#### [GOAL]
Starting at the line that contains "Annotate the tall", reproduce every line through the end of the entries below, with no pictures in the copy.
________________________
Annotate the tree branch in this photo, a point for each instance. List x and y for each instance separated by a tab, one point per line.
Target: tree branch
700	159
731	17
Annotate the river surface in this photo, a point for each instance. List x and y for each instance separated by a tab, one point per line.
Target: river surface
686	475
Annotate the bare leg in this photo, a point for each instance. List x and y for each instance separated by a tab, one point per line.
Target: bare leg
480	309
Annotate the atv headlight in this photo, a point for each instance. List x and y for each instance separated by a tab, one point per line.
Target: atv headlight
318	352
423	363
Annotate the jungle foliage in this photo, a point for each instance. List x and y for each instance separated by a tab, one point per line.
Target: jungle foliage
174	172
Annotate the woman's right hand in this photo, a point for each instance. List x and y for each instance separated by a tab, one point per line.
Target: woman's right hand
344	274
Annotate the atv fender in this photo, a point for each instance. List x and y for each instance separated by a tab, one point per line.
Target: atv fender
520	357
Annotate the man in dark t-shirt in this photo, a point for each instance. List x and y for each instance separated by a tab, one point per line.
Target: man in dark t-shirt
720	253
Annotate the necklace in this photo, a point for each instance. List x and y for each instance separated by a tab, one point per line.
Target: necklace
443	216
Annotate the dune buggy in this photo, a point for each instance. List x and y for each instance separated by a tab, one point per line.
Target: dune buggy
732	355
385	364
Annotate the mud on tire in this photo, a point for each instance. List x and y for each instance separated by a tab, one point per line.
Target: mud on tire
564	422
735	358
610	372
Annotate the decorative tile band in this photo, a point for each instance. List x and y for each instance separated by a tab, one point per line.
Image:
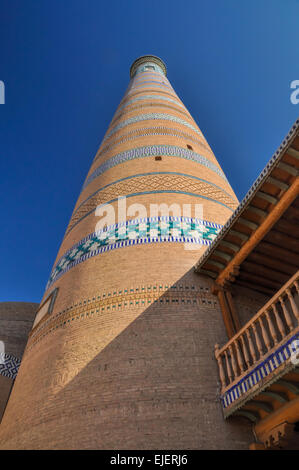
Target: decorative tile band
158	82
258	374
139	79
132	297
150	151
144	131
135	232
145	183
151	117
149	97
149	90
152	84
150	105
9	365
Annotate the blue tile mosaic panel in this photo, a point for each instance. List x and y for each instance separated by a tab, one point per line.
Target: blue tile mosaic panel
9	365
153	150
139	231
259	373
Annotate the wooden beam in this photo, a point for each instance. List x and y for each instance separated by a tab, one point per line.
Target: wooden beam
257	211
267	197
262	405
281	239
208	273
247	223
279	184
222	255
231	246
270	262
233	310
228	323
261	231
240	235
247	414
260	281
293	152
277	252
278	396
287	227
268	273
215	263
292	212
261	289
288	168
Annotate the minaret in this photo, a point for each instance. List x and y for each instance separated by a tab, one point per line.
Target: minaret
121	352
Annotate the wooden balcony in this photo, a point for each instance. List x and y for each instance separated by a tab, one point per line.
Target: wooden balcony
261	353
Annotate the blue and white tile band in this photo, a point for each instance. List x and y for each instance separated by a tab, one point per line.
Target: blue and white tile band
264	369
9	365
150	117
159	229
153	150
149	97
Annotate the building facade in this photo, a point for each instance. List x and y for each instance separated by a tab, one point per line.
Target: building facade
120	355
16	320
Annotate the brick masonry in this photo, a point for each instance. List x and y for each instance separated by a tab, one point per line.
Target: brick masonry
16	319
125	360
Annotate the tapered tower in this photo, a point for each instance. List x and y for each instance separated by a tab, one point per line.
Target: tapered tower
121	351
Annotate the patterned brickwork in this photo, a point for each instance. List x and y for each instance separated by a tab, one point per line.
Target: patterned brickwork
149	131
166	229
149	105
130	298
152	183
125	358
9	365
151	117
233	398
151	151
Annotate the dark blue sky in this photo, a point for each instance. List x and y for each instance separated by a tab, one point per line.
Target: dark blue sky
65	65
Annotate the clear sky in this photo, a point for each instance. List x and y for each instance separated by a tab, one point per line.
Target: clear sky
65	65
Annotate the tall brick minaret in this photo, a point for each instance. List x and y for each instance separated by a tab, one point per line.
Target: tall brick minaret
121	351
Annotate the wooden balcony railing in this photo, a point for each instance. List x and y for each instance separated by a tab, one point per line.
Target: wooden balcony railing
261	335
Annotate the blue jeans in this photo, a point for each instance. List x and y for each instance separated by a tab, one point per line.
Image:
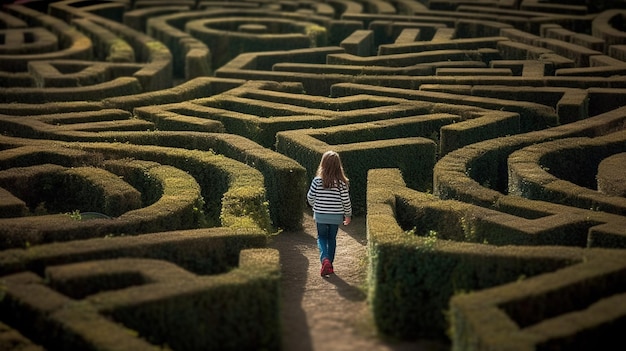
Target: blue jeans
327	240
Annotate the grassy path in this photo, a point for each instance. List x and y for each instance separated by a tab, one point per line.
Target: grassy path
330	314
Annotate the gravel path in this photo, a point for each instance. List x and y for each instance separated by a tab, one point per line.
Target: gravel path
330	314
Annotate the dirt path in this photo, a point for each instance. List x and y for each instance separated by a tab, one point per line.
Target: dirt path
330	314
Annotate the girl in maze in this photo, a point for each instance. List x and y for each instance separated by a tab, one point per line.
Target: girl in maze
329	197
________________________
#### [COMPLETE OUTPUT]
Annotate the tall brick minaret in this photo, a point for each instance. List x and y for each instance separated by a tab, one point per line.
Target: tall brick minaret
121	351
Annotate the wooden balcony railing in this photo, a point for each instance. List x and y for each instance separated by a tab, one point per line.
Target: wooden balcony railing
261	335
Annotate the blue jeans in this photo, a point for each instance. List x and y for each instance separated by a tab, one point per line.
Image:
Target: blue jeans
327	240
Annotate the grassy path in this photo, a point for each instance. List x and y for each instance separated by a tab, one point per line.
Target: grassy path
330	314
Annotate the gravel path in this photo, a point for each instance. List x and y for each instance separated by a tab, one point per line.
Target: gravel path
330	314
Annotate the dirt path in this photo, a point for each instance. List x and y for each instance separated by a tab, one point per line.
Target: dirt path
330	314
Annotate the girl in maze in this photo, a point for each instance. List x and y for each instance separated by a tab, one point per line.
Target: girl in maze
329	197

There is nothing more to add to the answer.